*Problem requirements:*
Can you copy the dairy news summaries word for word, starting with "Dr. Robert Cropp Offers" and going on through "milk supplies ahead."?

━━ Text under study ━━

UW-Madison CDR Project Costs Now DOUBLE Original Estimates (p. 5):  Insiders now estimate that the costs for UW-Madison’s modernization of Babcock Hall and the Center for Dairy Research are now in the $640 to $680 million dollar range.  That’s double the original estimates put forth in 2012.  Where’s the money going to come from for this long-delayed project?  Sheer incompetence …

Dr. Robert Cropp Offers Positive Dairy Outlook for 2020 (p. 6-7): Writer/dairy farmer Jan Shepel summarizes an October 31 market analysis presented by UW-Madison dairy economist emeritus Dr. Robert Cropp.  His data-based summary pointed to significantly better milk prices in 2019’s fourth quarter and 2020.

“Out Months’” Don’t Reflect Tight 2020 Dairy Supply-Demand (p. 7):  Pete Hardin digs deep into Class III futures and explains that the “out months” futures prices seldom, if ever, admit to uptrends in cheese milk prices.  On one hand, few analysts predicted the sky-high fourth-quarter Class III prices.  But Hardin puzzles why the first half of 2020’s futures prices are so modest, compared to 2019’s fourth quarter.  Feed conditions in many dairy states mean tighter farm milk supplies ahead.

━━━
━━ Entries provided ━━

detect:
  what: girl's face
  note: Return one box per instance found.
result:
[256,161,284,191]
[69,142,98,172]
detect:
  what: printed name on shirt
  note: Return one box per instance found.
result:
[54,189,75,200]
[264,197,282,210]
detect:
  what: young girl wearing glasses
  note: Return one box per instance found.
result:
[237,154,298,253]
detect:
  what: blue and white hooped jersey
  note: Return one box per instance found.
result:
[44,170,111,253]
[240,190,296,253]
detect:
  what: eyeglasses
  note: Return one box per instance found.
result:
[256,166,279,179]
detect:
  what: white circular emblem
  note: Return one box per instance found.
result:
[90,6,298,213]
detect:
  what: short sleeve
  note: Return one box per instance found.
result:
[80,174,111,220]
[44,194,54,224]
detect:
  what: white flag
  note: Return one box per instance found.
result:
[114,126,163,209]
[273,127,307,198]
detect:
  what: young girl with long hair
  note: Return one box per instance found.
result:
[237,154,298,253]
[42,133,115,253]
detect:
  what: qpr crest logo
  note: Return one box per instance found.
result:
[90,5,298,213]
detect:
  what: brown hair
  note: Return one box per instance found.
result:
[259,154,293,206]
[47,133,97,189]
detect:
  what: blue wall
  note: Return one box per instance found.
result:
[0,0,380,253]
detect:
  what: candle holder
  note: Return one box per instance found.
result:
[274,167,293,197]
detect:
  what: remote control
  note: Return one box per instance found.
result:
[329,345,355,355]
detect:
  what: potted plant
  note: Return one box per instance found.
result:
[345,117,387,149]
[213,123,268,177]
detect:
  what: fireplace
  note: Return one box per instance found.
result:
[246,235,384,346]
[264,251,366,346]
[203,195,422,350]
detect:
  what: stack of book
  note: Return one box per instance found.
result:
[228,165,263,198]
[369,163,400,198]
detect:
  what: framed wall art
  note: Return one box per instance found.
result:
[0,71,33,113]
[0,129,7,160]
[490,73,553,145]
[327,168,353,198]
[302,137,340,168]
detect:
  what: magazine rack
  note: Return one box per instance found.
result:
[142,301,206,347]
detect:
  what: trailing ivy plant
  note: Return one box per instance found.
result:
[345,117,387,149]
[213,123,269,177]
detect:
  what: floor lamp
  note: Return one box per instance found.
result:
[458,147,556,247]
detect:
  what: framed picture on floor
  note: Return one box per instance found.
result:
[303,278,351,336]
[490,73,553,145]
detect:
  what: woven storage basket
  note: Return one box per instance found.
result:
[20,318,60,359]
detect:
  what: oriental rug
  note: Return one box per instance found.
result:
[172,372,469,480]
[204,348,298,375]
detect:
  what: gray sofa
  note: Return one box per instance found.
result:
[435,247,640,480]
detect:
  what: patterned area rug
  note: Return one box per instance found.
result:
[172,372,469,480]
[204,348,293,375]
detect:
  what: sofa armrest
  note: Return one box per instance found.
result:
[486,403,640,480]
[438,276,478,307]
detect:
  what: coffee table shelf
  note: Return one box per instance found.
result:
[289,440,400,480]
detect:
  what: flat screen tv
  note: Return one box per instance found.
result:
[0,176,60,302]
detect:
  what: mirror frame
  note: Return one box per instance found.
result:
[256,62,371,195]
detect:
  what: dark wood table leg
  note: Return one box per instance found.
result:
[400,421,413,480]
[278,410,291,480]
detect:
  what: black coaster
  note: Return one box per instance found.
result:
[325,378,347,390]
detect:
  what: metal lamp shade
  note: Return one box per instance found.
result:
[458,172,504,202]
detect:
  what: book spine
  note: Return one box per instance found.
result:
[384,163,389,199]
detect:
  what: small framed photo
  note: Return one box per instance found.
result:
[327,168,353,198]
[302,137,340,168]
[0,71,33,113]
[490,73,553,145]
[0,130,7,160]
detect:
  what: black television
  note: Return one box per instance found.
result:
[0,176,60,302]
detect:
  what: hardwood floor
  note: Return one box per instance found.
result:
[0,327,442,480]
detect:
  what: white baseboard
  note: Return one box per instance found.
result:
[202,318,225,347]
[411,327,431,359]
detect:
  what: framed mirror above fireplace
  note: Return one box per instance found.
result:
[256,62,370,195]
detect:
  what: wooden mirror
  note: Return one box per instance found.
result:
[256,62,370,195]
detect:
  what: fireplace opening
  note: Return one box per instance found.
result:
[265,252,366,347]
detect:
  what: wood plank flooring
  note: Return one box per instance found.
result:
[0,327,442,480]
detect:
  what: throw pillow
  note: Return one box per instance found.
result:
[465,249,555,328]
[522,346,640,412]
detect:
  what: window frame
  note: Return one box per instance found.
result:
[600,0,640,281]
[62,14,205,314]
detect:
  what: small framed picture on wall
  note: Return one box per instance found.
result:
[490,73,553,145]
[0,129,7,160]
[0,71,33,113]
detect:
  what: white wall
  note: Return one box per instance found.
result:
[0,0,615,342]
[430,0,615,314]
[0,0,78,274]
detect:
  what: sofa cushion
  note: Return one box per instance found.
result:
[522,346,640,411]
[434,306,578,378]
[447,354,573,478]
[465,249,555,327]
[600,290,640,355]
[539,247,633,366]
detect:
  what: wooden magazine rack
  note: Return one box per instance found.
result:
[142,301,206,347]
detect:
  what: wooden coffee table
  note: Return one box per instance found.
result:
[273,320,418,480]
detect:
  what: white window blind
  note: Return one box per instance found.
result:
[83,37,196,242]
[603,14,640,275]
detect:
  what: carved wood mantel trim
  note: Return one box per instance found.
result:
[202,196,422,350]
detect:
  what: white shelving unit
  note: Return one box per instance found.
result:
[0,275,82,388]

━━━

*Solution to the exercise:*
Dr. Robert Cropp Offers Positive Dairy Outlook for 2020 (p. 6-7): Writer/dairy farmer Jan Shepel summarizes an October 31 market analysis presented by UW-Madison dairy economist emeritus Dr. Robert Cropp.  His data-based summary pointed to significantly better milk prices in 2019’s fourth quarter and 2020.

“Out Months’” Don’t Reflect Tight 2020 Dairy Supply-Demand (p. 7):  Pete Hardin digs deep into Class III futures and explains that the “out months” futures prices seldom, if ever, admit to uptrends in cheese milk prices.  On one hand, few analysts predicted the sky-high fourth-quarter Class III prices.  But Hardin puzzles why the first half of 2020’s futures prices are so modest, compared to 2019’s fourth quarter.  Feed conditions in many dairy states mean tighter farm milk supplies ahead.